_Stated task_
Reproduce every line of the data below verbatim, with no changes.

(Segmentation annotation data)
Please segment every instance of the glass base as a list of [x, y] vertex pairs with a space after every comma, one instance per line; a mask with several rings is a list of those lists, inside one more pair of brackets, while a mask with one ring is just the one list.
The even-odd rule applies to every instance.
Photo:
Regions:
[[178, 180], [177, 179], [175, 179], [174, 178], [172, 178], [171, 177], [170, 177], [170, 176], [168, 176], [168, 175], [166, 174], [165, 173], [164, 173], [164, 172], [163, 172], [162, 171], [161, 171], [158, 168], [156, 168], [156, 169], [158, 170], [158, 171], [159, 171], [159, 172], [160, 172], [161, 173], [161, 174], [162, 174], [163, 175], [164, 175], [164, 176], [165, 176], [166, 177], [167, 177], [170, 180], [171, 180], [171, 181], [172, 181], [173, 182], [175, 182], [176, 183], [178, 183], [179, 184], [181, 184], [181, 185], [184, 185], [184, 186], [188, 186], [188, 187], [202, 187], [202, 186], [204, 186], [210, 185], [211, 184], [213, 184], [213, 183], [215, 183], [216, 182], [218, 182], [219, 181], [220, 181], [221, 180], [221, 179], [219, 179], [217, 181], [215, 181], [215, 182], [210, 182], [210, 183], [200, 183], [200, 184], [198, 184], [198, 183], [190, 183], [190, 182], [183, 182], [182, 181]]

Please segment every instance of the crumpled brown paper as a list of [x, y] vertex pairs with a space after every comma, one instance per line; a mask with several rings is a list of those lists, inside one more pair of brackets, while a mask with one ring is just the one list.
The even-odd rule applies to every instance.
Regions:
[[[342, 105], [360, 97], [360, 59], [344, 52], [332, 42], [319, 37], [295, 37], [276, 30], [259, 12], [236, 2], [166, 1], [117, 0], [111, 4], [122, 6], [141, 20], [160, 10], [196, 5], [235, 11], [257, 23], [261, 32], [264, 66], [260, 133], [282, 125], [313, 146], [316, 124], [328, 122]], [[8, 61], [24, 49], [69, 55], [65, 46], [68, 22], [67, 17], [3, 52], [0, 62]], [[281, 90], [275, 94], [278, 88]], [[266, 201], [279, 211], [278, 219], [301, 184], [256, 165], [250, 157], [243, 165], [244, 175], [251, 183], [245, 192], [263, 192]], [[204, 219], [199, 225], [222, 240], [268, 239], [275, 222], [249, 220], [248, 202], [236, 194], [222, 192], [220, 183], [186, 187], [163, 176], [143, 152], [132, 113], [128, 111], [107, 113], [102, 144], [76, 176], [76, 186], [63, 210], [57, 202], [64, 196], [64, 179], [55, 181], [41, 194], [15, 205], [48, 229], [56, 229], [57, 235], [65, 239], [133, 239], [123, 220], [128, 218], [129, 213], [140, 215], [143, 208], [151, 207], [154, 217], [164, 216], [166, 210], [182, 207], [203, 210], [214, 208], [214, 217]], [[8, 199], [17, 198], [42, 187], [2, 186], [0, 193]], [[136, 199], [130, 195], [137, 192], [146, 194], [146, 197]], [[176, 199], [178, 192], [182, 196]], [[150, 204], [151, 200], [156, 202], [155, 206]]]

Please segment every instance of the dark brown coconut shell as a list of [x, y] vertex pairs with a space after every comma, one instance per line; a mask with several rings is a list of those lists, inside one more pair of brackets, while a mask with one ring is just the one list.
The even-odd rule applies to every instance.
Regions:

_Full answer_
Please segment every instance of the glass base as a list of [x, y] vertex pairs with a space after every comma, one instance per line; a mask with several rings is a list of those lists, inside one more pair of brackets, while a mask with one ring is just the one list.
The even-odd rule applies to every instance.
Photo:
Regions:
[[178, 180], [177, 179], [175, 179], [174, 178], [172, 178], [171, 177], [170, 177], [170, 176], [168, 176], [168, 175], [166, 174], [165, 173], [164, 173], [164, 172], [163, 172], [162, 171], [161, 171], [158, 168], [156, 168], [156, 169], [158, 170], [158, 171], [159, 171], [159, 172], [160, 172], [161, 173], [161, 174], [162, 174], [163, 175], [164, 175], [164, 176], [165, 176], [166, 177], [167, 177], [170, 180], [171, 180], [171, 181], [172, 181], [173, 182], [175, 182], [176, 183], [178, 183], [179, 184], [181, 184], [181, 185], [184, 185], [184, 186], [188, 186], [188, 187], [202, 187], [202, 186], [204, 186], [210, 185], [211, 184], [213, 184], [213, 183], [215, 183], [216, 182], [218, 182], [219, 181], [220, 181], [221, 180], [221, 179], [219, 179], [217, 181], [215, 181], [215, 182], [210, 182], [210, 183], [200, 183], [200, 184], [198, 184], [198, 183], [190, 183], [190, 182], [183, 182], [182, 181]]

Please segment every instance of the crumpled brown paper as a list of [x, y] vertex pairs with a space after every comma, one instance per line; a mask with several rings is a list of those lists, inside one more pair of brackets, while a mask with one ring is just the one list.
The even-odd rule applies to every instance.
Regions:
[[[342, 105], [360, 97], [360, 59], [344, 52], [332, 42], [319, 37], [295, 37], [276, 30], [259, 12], [236, 2], [166, 1], [117, 0], [111, 4], [122, 6], [141, 20], [160, 10], [196, 5], [235, 11], [257, 23], [261, 32], [264, 66], [260, 133], [282, 125], [313, 146], [316, 124], [328, 122]], [[8, 61], [24, 49], [69, 55], [65, 46], [68, 22], [67, 17], [3, 52], [0, 62]], [[281, 90], [275, 94], [278, 88]], [[266, 201], [279, 211], [278, 219], [301, 184], [256, 165], [250, 157], [243, 165], [244, 175], [251, 183], [245, 192], [263, 192]], [[204, 219], [199, 225], [222, 240], [268, 239], [275, 222], [249, 220], [248, 202], [236, 194], [222, 192], [220, 183], [186, 187], [163, 176], [143, 152], [132, 113], [128, 111], [107, 113], [102, 144], [76, 176], [76, 186], [63, 210], [57, 202], [64, 196], [64, 179], [55, 181], [41, 194], [15, 205], [48, 229], [56, 229], [57, 235], [65, 239], [133, 239], [123, 220], [128, 218], [129, 213], [140, 215], [143, 208], [151, 207], [154, 217], [164, 216], [166, 210], [182, 207], [203, 210], [214, 208], [214, 217]], [[8, 199], [17, 198], [42, 187], [2, 186], [0, 193]], [[136, 199], [130, 195], [137, 192], [146, 194], [146, 197]], [[176, 199], [178, 192], [182, 196]], [[150, 204], [151, 200], [156, 202], [155, 206]]]

Please segment every instance of the dark brown coconut shell as a list of [x, y] vertex pairs with a space after every comma, one instance per line; a mask with several rings is a list of those lists, inside one more pair of brackets, while a mask with one ring is just the one list.
The even-odd rule applies to every instance.
Regions:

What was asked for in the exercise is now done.